▸ PASSAGE SHOWN
Almost three quarters of parents and carers who responded to a 2018 Raising Films Australia survey reported their caring responsibilities have had a negative impact on their career in the screen industry. Of those, 86 per cent were women.
As a result, many were hiding the fact they have kids or care for a loved one. Others simply left the industry altogether.
The juggle of parenting and a screen career isn’t discussed enough, according to cinematographer Lucas Tomoana and colourist Angela Cerasi.
They recently co-hosted a Cinemapodgrapher podcast episode on the topic. In the extract below, they chat to other working parents – cinematographers Tania Lambert ACS and Sky Davies, and director Hailey Bartholomew – to discuss how they manage the balance.
What stage of your career were you at when you had your kids?
Hailey: I didn’t have a career when I had my kids. I was very young, 20, when I had my first. I had planned to go to film school but got pregnant. My oldest girl is Zahli (20) and there’s Poppy (17). At that point, I was just dreaming of having a career
and feeling very frustrated that I was now parenting.
Sky: I have one child, Pixie Willow (six). I had her when I was still focus pulling.
Tania: I have a son, Javier (two). I had already been shooting for about eight years so I was well into my career but still felt like I hadn’t really cracked it. I had only just started to dip my toes into my drama career.
Angela: I’ve got two kids, Ruby (five) and Joe (three). I was living in Sydney when I had them both, and I was a freelance colourist.

▸ SHORT TASK 1
Find each line in the entries below that contains the string "Query", paying attention to case, and copy those lines.

[Excerpts from point annotation data]
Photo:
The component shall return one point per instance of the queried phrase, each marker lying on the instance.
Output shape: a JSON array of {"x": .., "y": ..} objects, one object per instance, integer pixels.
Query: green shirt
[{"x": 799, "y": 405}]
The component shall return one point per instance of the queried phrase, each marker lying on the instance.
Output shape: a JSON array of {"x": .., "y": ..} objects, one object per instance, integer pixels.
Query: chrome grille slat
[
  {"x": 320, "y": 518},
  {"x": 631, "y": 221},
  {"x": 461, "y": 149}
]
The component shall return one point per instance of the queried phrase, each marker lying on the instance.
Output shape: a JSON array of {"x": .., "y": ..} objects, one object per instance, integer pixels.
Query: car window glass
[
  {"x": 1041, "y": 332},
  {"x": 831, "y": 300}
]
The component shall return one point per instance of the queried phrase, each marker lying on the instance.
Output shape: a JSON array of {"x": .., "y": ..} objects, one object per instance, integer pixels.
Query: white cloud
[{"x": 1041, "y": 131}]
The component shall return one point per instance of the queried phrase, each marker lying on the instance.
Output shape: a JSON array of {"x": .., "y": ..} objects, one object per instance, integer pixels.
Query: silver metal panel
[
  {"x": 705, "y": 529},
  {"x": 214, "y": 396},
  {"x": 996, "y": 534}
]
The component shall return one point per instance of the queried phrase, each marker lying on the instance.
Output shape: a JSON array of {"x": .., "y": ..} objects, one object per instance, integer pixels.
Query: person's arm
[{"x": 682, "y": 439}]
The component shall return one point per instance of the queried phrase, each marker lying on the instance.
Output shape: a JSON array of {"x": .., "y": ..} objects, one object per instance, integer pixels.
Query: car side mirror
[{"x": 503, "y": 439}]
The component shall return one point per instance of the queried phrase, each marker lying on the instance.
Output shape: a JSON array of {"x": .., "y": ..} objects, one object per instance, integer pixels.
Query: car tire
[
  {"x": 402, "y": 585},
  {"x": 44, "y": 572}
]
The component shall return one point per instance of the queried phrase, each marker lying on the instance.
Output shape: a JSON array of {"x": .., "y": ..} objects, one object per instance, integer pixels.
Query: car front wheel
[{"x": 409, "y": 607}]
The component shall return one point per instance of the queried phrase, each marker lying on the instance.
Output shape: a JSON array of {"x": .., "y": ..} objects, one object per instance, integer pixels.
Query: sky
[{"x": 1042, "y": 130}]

▸ SHORT TASK 2
Transcribe the part of the passage above on parents working in the screen industry, starting at "They recently co-hosted" and ending at "manage the balance.".

▸ WRITTEN ANSWER 1
Query: green shirt
Query: chrome grille slat
Query: car window glass
Query: white cloud
Query: silver metal panel
Query: person's arm
Query: car side mirror
Query: car tire
Query: car front wheel
Query: sky

▸ WRITTEN ANSWER 2
They recently co-hosted a Cinemapodgrapher podcast episode on the topic. In the extract below, they chat to other working parents – cinematographers Tania Lambert ACS and Sky Davies, and director Hailey Bartholomew – to discuss how they manage the balance.